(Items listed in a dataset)

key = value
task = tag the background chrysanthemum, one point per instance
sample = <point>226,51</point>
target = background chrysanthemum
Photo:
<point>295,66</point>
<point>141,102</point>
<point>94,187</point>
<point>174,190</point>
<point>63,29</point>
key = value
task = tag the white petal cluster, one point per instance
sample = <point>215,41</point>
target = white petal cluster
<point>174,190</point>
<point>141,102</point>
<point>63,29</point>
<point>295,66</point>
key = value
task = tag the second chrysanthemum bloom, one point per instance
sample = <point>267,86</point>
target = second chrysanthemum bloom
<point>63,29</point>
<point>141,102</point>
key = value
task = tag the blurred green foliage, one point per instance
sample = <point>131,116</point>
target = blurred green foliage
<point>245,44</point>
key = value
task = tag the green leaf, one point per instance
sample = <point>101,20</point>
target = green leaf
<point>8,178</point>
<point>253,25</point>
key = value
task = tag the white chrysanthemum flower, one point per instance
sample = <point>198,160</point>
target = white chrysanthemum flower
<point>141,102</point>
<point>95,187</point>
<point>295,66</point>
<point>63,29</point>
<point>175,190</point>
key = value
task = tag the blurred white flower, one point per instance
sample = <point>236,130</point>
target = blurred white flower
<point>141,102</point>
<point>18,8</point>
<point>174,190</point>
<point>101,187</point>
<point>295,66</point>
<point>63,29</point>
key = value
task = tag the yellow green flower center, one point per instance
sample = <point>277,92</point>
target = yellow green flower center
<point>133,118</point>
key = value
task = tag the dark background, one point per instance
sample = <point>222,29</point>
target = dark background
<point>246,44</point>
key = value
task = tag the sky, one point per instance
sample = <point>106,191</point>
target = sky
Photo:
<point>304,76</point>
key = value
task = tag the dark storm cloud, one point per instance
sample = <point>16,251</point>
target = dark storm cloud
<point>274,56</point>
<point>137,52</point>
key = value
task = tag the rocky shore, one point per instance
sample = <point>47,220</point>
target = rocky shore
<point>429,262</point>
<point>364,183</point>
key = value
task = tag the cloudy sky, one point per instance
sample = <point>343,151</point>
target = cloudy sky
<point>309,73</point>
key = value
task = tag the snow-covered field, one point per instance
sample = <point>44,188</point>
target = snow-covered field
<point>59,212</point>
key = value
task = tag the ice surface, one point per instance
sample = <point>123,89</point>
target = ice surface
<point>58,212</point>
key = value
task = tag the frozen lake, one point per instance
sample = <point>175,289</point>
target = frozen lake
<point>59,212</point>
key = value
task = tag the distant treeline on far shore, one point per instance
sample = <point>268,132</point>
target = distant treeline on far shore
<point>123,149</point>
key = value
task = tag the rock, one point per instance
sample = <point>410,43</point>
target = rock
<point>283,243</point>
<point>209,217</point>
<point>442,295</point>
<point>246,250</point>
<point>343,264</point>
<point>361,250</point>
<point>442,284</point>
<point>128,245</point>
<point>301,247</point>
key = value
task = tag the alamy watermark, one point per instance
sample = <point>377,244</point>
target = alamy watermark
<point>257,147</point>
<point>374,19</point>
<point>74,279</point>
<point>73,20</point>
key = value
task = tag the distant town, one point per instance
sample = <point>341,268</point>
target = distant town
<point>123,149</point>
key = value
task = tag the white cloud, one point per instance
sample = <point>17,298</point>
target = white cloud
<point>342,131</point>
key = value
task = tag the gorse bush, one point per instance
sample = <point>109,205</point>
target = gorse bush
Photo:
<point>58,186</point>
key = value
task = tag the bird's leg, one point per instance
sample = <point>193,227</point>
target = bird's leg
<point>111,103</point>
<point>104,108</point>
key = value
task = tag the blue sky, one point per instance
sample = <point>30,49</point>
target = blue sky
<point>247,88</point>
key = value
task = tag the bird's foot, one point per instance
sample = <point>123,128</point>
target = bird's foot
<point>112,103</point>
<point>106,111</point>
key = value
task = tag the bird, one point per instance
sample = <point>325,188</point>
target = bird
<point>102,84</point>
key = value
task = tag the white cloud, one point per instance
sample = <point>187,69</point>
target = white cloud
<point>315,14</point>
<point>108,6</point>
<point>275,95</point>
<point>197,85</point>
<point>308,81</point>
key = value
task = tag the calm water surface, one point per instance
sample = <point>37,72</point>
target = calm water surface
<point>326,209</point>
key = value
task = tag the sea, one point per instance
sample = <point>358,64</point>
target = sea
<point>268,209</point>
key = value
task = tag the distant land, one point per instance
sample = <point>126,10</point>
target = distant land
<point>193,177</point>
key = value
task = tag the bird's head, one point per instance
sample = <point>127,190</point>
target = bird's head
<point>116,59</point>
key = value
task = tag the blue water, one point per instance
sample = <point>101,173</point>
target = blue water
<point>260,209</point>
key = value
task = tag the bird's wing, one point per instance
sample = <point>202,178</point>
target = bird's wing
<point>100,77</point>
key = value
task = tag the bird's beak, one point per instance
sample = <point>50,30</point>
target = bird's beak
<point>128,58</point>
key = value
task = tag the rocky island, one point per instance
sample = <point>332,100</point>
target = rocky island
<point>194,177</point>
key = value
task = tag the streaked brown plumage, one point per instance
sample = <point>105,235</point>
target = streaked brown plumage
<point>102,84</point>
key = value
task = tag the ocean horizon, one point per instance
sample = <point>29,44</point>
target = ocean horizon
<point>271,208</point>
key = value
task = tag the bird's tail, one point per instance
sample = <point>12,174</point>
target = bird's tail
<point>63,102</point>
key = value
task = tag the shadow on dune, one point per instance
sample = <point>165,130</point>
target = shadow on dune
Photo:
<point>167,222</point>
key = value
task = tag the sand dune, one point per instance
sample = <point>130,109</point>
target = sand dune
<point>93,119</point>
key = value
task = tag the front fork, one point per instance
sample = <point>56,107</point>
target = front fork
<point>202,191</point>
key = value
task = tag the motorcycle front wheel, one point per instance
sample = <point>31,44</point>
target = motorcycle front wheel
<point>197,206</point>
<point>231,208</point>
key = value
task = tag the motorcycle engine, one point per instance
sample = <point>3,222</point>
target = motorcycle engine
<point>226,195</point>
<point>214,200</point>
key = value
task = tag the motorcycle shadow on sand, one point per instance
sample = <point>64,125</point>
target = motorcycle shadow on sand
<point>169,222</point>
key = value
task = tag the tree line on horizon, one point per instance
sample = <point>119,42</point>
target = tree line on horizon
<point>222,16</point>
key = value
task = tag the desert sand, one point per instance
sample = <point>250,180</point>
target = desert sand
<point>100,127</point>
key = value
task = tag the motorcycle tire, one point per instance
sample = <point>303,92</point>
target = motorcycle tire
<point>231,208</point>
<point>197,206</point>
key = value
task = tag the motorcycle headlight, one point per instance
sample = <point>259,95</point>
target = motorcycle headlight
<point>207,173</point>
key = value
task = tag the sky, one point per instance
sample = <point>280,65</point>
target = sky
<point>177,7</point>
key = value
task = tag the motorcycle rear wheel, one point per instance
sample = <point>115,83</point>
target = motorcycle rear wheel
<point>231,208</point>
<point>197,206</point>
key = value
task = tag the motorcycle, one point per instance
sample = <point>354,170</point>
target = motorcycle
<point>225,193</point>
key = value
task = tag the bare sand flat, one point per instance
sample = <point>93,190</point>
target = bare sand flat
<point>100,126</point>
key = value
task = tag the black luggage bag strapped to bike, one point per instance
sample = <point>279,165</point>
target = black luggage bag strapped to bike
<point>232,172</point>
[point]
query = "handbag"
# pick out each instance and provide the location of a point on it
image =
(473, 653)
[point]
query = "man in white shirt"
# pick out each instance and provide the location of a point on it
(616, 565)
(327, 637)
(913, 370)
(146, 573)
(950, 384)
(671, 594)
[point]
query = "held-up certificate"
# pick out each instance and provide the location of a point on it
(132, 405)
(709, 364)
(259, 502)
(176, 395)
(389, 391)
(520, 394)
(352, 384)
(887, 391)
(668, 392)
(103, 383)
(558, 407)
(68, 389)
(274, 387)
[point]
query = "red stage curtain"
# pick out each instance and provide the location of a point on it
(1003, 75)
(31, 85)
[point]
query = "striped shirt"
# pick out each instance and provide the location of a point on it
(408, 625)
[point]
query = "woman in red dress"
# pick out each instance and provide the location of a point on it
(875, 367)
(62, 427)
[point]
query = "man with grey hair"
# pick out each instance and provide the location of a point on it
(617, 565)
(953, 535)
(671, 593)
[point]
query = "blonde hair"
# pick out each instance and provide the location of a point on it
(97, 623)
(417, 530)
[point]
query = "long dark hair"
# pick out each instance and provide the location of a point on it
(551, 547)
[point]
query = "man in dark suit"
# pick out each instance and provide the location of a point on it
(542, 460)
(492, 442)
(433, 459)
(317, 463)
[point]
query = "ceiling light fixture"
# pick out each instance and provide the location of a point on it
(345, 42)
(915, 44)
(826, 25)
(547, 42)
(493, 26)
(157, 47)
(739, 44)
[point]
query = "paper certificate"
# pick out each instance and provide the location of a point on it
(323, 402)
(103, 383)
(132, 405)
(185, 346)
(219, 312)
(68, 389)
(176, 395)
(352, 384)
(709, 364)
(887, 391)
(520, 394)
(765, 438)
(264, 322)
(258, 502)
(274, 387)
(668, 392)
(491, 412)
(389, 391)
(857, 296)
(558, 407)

REQUIRED ACTION =
Exactly the lines above from the one with "sample = <point>30,49</point>" to the one with "task = tag the bird, one point per instance", both included, are to be quoted; leave the rest out.

TASK RESULT =
sample = <point>30,49</point>
target = blue sky
<point>247,88</point>
key = value
task = tag the bird's foot, one point per instance
sample = <point>123,128</point>
target = bird's foot
<point>112,103</point>
<point>106,111</point>
key = value
task = tag the bird, one point per instance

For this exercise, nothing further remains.